RECORDS FOR PROCESSING >>
##############################

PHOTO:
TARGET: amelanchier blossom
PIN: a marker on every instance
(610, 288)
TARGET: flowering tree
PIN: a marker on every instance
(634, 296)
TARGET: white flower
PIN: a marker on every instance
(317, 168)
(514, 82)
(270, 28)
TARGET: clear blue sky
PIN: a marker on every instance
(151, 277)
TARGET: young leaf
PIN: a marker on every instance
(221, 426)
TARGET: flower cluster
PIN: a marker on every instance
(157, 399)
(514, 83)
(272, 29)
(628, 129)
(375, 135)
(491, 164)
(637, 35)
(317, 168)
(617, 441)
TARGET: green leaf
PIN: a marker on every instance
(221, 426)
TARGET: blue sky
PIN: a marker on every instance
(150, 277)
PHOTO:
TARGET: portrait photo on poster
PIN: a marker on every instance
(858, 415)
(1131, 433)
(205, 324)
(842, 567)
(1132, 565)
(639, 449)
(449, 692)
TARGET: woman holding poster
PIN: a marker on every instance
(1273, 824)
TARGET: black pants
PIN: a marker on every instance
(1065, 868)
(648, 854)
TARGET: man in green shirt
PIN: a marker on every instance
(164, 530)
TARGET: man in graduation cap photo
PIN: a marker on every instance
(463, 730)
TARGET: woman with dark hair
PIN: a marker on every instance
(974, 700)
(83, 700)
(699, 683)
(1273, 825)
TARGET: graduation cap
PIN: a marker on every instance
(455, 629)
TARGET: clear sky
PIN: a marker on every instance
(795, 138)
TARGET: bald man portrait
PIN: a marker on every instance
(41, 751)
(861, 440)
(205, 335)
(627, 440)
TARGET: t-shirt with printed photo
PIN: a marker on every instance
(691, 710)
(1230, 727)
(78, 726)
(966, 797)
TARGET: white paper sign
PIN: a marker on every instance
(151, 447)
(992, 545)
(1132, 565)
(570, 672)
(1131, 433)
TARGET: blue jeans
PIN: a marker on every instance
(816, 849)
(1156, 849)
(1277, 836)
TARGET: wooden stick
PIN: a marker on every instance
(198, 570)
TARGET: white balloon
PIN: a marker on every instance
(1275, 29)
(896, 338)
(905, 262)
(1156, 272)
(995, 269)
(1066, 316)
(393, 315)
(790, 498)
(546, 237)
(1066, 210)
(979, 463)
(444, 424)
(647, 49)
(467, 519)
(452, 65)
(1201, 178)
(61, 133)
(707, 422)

##############################

WHAT IS NEEDED >>
Copy out all of the records above line for line, changing nothing.

REPLY TO THE TASK >>
PHOTO:
TARGET: amelanchier blossom
PIN: a marker on every instance
(610, 288)
TARGET: flowering tree
PIN: a marker on every instance
(634, 296)
TARGET: white flower
PIN: a marker on every instance
(317, 168)
(514, 82)
(270, 28)
TARGET: clear blue sky
PIN: a marker on every instance
(151, 277)
TARGET: young leaf
PIN: a marker on every instance
(221, 426)
TARGET: flower cluster
PIN: a marker on every instance
(157, 399)
(514, 83)
(272, 29)
(628, 129)
(375, 135)
(491, 164)
(637, 35)
(317, 168)
(617, 441)
TARGET: green leaf
PIN: a marker on every instance
(221, 426)
TARGET: blue sky
PIN: a marker on every instance
(150, 277)
PHOTO:
TARGET: portrait photo on poster
PIN: a marker on every instance
(858, 415)
(1131, 433)
(205, 324)
(842, 567)
(1132, 565)
(639, 449)
(449, 692)
TARGET: woman holding poster
PIN: a marker on every instance
(1273, 824)
TARGET: black pants
PIN: a marker on every instance
(1065, 868)
(648, 854)
TARGET: man in green shirt
PIN: a marker on every instance
(164, 530)
TARGET: man in graduation cap photo
PIN: a marker on every instance
(463, 730)
TARGET: woman with dark hair
PIN: a marker on every instance
(974, 700)
(83, 700)
(699, 683)
(1273, 825)
TARGET: graduation cap
PIN: a marker on every instance
(455, 629)
TARGET: clear sky
PIN: a marker on every instance
(795, 138)
TARGET: bald man portrait
PIN: a marker on every instance
(41, 751)
(861, 440)
(205, 335)
(627, 440)
TARGET: t-shirt with printed photo
PIN: a marker on every instance
(691, 710)
(1230, 727)
(78, 726)
(966, 797)
TARGET: white paper sign
PIN: a marker on every instance
(151, 447)
(992, 545)
(1132, 565)
(570, 672)
(1131, 433)
TARGET: blue jeans
PIN: a marker on every instance
(816, 849)
(1156, 849)
(1277, 836)
TARGET: wooden stick
PIN: a marker on every instance
(198, 570)
TARGET: white balloon
PIN: a marker on every instance
(1275, 29)
(896, 338)
(905, 262)
(1156, 272)
(995, 269)
(1066, 316)
(393, 315)
(790, 498)
(546, 237)
(1066, 210)
(979, 463)
(444, 424)
(647, 49)
(467, 519)
(452, 65)
(1201, 178)
(61, 133)
(707, 422)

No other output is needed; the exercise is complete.